Dataset entries
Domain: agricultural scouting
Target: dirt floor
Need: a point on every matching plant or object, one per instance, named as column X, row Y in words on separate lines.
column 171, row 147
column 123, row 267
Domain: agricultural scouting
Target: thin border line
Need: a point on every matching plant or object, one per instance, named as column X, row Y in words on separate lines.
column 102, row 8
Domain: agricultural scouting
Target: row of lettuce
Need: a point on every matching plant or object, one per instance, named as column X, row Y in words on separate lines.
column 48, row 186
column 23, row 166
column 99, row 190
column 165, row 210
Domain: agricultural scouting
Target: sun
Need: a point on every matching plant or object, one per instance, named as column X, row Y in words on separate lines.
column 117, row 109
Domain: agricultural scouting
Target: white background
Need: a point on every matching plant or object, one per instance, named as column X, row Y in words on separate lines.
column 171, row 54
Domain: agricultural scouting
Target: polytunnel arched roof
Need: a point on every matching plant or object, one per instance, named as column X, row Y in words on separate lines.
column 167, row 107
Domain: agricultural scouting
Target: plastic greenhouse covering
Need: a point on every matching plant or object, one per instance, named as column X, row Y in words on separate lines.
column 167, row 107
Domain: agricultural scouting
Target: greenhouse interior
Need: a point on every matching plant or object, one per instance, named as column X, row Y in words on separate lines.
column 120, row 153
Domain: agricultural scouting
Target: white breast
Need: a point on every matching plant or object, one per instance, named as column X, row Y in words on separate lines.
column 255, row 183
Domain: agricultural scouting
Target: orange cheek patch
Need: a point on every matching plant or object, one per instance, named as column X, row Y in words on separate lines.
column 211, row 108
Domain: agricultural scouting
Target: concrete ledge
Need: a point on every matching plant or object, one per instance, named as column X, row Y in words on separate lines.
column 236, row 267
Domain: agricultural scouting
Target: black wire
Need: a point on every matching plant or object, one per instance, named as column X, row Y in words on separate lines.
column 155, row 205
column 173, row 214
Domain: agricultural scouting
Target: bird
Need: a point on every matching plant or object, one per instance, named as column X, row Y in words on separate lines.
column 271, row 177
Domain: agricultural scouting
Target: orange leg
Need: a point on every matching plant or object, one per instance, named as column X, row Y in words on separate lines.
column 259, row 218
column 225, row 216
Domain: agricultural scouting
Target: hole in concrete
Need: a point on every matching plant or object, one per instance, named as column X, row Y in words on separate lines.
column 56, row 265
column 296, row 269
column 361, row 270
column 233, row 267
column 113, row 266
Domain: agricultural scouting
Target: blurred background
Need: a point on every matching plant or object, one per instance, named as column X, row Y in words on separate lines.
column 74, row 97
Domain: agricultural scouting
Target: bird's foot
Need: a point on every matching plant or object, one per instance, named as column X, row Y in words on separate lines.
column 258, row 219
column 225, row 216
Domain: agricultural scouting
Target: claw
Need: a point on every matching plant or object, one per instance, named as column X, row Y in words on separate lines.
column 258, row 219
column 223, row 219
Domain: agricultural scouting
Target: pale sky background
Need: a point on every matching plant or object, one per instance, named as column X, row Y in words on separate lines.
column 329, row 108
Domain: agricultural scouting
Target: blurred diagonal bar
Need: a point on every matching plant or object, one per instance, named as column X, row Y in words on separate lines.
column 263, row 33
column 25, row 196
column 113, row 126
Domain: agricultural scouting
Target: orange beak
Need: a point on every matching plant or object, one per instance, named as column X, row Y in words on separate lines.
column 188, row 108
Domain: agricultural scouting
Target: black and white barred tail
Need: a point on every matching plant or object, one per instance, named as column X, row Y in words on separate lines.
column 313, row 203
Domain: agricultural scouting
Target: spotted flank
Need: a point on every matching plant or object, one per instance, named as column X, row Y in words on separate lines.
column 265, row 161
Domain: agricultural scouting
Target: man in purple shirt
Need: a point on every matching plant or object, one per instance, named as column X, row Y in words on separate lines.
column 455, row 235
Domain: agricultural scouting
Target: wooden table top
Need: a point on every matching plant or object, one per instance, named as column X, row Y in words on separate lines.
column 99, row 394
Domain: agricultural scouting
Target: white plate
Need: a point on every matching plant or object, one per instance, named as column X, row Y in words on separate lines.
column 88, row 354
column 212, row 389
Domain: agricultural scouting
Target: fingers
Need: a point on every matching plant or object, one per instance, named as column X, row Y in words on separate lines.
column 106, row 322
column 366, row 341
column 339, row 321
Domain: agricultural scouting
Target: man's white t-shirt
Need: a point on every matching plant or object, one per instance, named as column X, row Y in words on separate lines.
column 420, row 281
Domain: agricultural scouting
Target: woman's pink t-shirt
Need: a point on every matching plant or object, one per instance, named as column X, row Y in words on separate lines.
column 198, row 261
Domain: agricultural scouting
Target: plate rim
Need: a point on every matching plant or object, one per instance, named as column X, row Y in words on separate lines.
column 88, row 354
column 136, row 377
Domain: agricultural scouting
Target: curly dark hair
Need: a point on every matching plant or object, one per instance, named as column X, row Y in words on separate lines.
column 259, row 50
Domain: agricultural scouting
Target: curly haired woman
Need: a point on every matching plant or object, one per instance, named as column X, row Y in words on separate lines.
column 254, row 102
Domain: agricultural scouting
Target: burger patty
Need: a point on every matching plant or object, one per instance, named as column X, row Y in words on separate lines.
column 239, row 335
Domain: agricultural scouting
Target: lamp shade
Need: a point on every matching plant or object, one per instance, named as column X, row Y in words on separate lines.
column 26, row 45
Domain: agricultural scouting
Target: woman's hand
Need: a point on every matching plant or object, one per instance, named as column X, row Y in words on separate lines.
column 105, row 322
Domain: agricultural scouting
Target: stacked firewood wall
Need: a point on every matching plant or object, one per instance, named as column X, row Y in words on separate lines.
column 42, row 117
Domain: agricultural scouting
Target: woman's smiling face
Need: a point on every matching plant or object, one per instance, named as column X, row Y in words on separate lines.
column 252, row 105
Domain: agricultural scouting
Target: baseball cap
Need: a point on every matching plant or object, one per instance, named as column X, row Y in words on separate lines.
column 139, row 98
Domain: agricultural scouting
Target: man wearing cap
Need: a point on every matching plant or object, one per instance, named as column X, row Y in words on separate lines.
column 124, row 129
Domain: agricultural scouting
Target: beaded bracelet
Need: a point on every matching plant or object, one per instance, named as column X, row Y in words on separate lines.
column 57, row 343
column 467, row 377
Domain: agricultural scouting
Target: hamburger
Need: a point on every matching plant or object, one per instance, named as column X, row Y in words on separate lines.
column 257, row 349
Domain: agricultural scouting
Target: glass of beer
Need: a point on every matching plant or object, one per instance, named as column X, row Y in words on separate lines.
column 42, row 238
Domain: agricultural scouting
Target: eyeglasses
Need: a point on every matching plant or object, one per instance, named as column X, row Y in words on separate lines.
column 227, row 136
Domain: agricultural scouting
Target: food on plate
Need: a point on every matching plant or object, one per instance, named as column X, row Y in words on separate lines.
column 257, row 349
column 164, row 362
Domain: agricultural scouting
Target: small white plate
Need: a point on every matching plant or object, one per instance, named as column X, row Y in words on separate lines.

### ACTIVITY
All the records above need to be transcribed exactly and in full.

### RESULT OF THE EXERCISE
Domain: agricultural scouting
Target: dirt floor
Need: a point on every matching plant or object, one per instance, named as column X, row Y in words on separate lines.
column 171, row 147
column 123, row 267
Domain: agricultural scouting
Target: thin border line
Need: a point on every matching plant or object, one per instance, named as column X, row Y in words on separate lines.
column 102, row 8
Domain: agricultural scouting
Target: row of lettuce
Need: a point on every matching plant or object, one per instance, named as column X, row Y in words on separate lines.
column 48, row 186
column 23, row 166
column 99, row 190
column 165, row 210
Domain: agricultural scouting
Target: sun
Need: a point on every matching plant or object, one per instance, named as column X, row Y in words on separate lines.
column 117, row 109
Domain: agricultural scouting
Target: white background
Need: a point on every matching plant or object, one per instance, named as column X, row Y in words on separate lines.
column 171, row 54
Domain: agricultural scouting
Target: polytunnel arched roof
Need: a point on every matching plant or object, one per instance, named as column X, row Y in words on separate lines.
column 167, row 107
Domain: agricultural scouting
Target: plastic greenhouse covering
Need: a point on every matching plant or object, one per instance, named as column X, row Y in words on separate lines.
column 167, row 107
Domain: agricultural scouting
Target: greenhouse interior
Need: a point on every matching plant or object, one per instance, named as column X, row Y in words on separate lines.
column 120, row 153
Domain: agricultural scouting
Target: white breast
Need: a point on every matching plant or object, one per instance, named as column X, row Y in words on separate lines.
column 255, row 183
Domain: agricultural scouting
Target: orange cheek patch
Need: a point on every matching plant or object, one per instance, named as column X, row Y in words on separate lines.
column 211, row 108
Domain: agricultural scouting
Target: concrete ledge
Need: a point on every matching plant or object, one per instance, named as column X, row Y in words on separate lines.
column 236, row 267
Domain: agricultural scouting
Target: black wire
Need: a point on every matching plant or object, one per instance, named as column X, row Y in words on separate lines.
column 155, row 205
column 173, row 214
Domain: agricultural scouting
Target: bird
Need: a point on every matching plant or object, one per instance, named as column X, row Y in words on separate lines.
column 271, row 177
Domain: agricultural scouting
Target: orange leg
Need: a point on every matching plant or object, one per instance, named as column X, row Y in words on separate lines.
column 259, row 218
column 225, row 216
Domain: agricultural scouting
Target: hole in concrete
Need: a point on every matching plant or object, one per instance, named as column X, row Y in words on separate lines.
column 56, row 265
column 296, row 269
column 361, row 270
column 233, row 267
column 113, row 266
Domain: agricultural scouting
Target: blurred background
Need: a point on every matching plant or object, one per instance, named as column X, row Y in words on separate lines.
column 74, row 97
Domain: agricultural scouting
Target: bird's foot
Need: a point on every matching plant or object, one per instance, named as column X, row Y in words on separate lines.
column 258, row 219
column 225, row 216
Domain: agricultural scouting
Target: claw
Need: a point on every matching plant or object, one per instance, named as column X, row Y in words on separate lines.
column 258, row 219
column 223, row 219
Domain: agricultural scouting
Target: pale sky background
Need: a point on every matching plant or object, one per instance, named as column X, row Y in words on separate lines.
column 329, row 108
Domain: agricultural scouting
Target: blurred diagonal bar
Need: a point on every matching plant or object, one per instance, named as column X, row Y in words on separate lines.
column 263, row 33
column 25, row 196
column 113, row 126
Domain: agricultural scouting
Target: orange beak
Need: a point on every matching plant or object, one per instance, named as column X, row Y in words on separate lines.
column 188, row 108
Domain: agricultural scouting
Target: black and white barred tail
Need: a point on every matching plant or object, one per instance, named as column X, row Y in words on separate lines.
column 313, row 203
Domain: agricultural scouting
Target: spotted flank
Need: a point on every matching plant or object, one per instance, named as column X, row Y in words on separate lines.
column 265, row 161
Domain: agricultural scouting
Target: man in purple shirt
Need: a point on every matching plant or object, one per instance, named as column X, row Y in words on separate lines.
column 455, row 235
Domain: agricultural scouting
Target: wooden table top
Need: a point on every matching plant or object, one per instance, named as column X, row Y in words on separate lines.
column 99, row 394
Domain: agricultural scouting
Target: white plate
Need: a point on every matching plant or object, one per instance, named as column X, row Y in words on separate lines.
column 88, row 354
column 212, row 389
Domain: agricultural scouting
Target: fingers
Need: a point on every matching plant or object, one per instance, named as column X, row Y in words on separate lines.
column 106, row 322
column 366, row 341
column 339, row 321
Domain: agricultural scouting
Target: man's white t-shirt
Need: a point on every matching plant or object, one per instance, named as column X, row Y in words on separate lines.
column 420, row 281
Domain: agricultural scouting
Target: woman's pink t-shirt
Need: a point on every matching plant or object, one per instance, named as column X, row Y in words on separate lines.
column 198, row 261
Domain: agricultural scouting
Target: plate rim
Need: a point on every matching plant or object, one per instance, named as column X, row Y in words on separate lines.
column 88, row 354
column 136, row 377
Domain: agricultural scouting
Target: curly dark hair
Need: a point on every matching plant or object, one per instance, named as column X, row Y in words on separate lines.
column 259, row 50
Domain: agricultural scouting
Target: curly haired woman
Need: a point on every matching plant or object, one per instance, named as column X, row Y in words on separate lines.
column 254, row 102
Domain: agricultural scouting
Target: burger patty
Need: a point on every matching plant or object, one per instance, named as column X, row Y in words on separate lines.
column 239, row 335
Domain: agricultural scouting
Target: lamp shade
Need: a point on every matching plant or object, one per instance, named as column X, row Y in words on separate lines.
column 26, row 45
Domain: agricultural scouting
Target: woman's hand
Need: a point on every matching plant or object, one per instance, named as column X, row Y in words on separate lines.
column 105, row 322
Domain: agricultural scouting
Target: stacked firewood wall
Need: a point on every matching plant or object, one per instance, named as column X, row Y in words on separate lines.
column 42, row 117
Domain: agricultural scouting
Target: woman's smiling face
Need: a point on every matching plant or object, one per instance, named as column X, row Y in words on separate lines.
column 252, row 105
Domain: agricultural scouting
Target: baseball cap
Need: a point on every matching plant or object, one per instance, named as column X, row Y in words on separate lines.
column 139, row 98
Domain: agricultural scouting
Target: man wearing cap
Need: a point on every matching plant or object, one per instance, named as column X, row Y in words on separate lines.
column 124, row 129
Domain: agricultural scouting
Target: beaded bracelet
Need: a point on every matching plant or object, one per instance, named as column X, row Y in words on separate lines.
column 57, row 343
column 467, row 377
Domain: agricultural scouting
Target: hamburger
Need: a point on every matching plant or object, one per instance, named as column X, row Y in words on separate lines.
column 257, row 349
Domain: agricultural scouting
Target: glass of beer
Need: a point on every matching plant or object, one per instance, named as column X, row Y in words on separate lines.
column 42, row 238
Domain: agricultural scouting
Target: eyeglasses
Need: a point on every matching plant or object, one per instance, named as column X, row Y in words on separate lines.
column 227, row 136
Domain: agricultural scouting
Target: food on plate
Need: a point on every matching plant or object, one per instance, named as column X, row Y in words on separate lines.
column 257, row 349
column 164, row 362
Domain: agricultural scouting
Target: small white plate
Need: a point on every matching plant or object, one per instance, named as column X, row Y in words on separate lines.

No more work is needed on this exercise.